● Excerpted passage:
· · ·

The potential monitoring techniques for PM10 and fine particles are also different. High volume filter samples for PM10 followed by gravimetric weighing of filters before and after exposure is a well established technique derived from high volume TSP monitoring technology. Monitoring the fine particle concentration, on the other hand, is more elaborate than for PM10 or TSP because inertial size separation reduces the available air flow.
The aerosol population is a mixture of different particle sizes and each size class is composed of an internal and/or external mixture of chemically diverse particles. Hence, it is not possible to express the aerosol concentration as a single number, as is the case for gaseous pollutants. On the other hand, practical considerations dictate that the number of aerosol parameters to be monitored has to be limited. Thus, routine monitoring of aerosol chemical composition in many size classes does not appear to be practical for enforcement purposes. Rather, the aerosol size - chemical composition distribution function needs to be monitored using integral measures such as PM2.5 and/or total (or size segregated) light scattering coefficient. PM2.5 is the integral of the aerosol mass - size distribution up to about 2.5 µm. The total light scattering is also an integral of the aerosol mass size distribution but also weighed by the size dependent scattering efficiency factor.

· · ·

● Data section:
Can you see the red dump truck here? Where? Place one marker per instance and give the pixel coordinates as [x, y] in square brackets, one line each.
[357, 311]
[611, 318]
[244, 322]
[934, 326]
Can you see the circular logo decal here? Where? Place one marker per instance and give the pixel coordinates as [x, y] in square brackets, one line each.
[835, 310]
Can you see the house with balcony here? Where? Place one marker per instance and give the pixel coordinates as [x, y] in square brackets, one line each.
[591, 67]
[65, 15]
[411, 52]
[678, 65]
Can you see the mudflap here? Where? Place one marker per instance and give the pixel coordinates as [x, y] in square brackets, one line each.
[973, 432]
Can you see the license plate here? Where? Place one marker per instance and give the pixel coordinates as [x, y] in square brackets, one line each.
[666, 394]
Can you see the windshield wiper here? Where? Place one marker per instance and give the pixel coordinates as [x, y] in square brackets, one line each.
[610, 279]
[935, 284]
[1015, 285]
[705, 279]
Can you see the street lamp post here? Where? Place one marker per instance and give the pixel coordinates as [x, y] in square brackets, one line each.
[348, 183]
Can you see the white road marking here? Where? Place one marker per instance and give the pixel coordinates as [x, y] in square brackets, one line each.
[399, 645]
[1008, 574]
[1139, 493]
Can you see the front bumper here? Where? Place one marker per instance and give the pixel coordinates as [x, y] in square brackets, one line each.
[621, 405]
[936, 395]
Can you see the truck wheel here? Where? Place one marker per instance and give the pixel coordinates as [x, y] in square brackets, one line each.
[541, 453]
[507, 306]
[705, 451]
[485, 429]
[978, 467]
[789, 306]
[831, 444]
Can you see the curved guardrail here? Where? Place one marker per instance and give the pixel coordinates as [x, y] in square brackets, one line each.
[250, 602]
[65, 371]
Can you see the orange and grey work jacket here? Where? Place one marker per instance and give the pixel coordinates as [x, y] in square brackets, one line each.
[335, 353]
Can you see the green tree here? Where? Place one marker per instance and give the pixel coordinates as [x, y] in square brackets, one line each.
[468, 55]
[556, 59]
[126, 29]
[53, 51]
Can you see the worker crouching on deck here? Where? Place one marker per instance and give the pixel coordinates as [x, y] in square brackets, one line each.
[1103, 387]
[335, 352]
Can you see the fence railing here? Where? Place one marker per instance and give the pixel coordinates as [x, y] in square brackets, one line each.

· · ·

● Stated goal 1: Repeat the passage on particle monitoring starting with "The potential monitoring" and going on through "available air flow.".
● Stated goal 2: Show each line of the rows that contains the word "truck", matching its case exactly.
The passage on particle monitoring has no connection to the rows.

● Exercise solution 1:
The potential monitoring techniques for PM10 and fine particles are also different. High volume filter samples for PM10 followed by gravimetric weighing of filters before and after exposure is a well established technique derived from high volume TSP monitoring technology. Monitoring the fine particle concentration, on the other hand, is more elaborate than for PM10 or TSP because inertial size separation reduces the available air flow.

● Exercise solution 2:
Can you see the red dump truck here? Where? Place one marker per instance and give the pixel coordinates as [x, y] in square brackets, one line each.
Can you see the truck wheel here? Where? Place one marker per instance and give the pixel coordinates as [x, y] in square brackets, one line each.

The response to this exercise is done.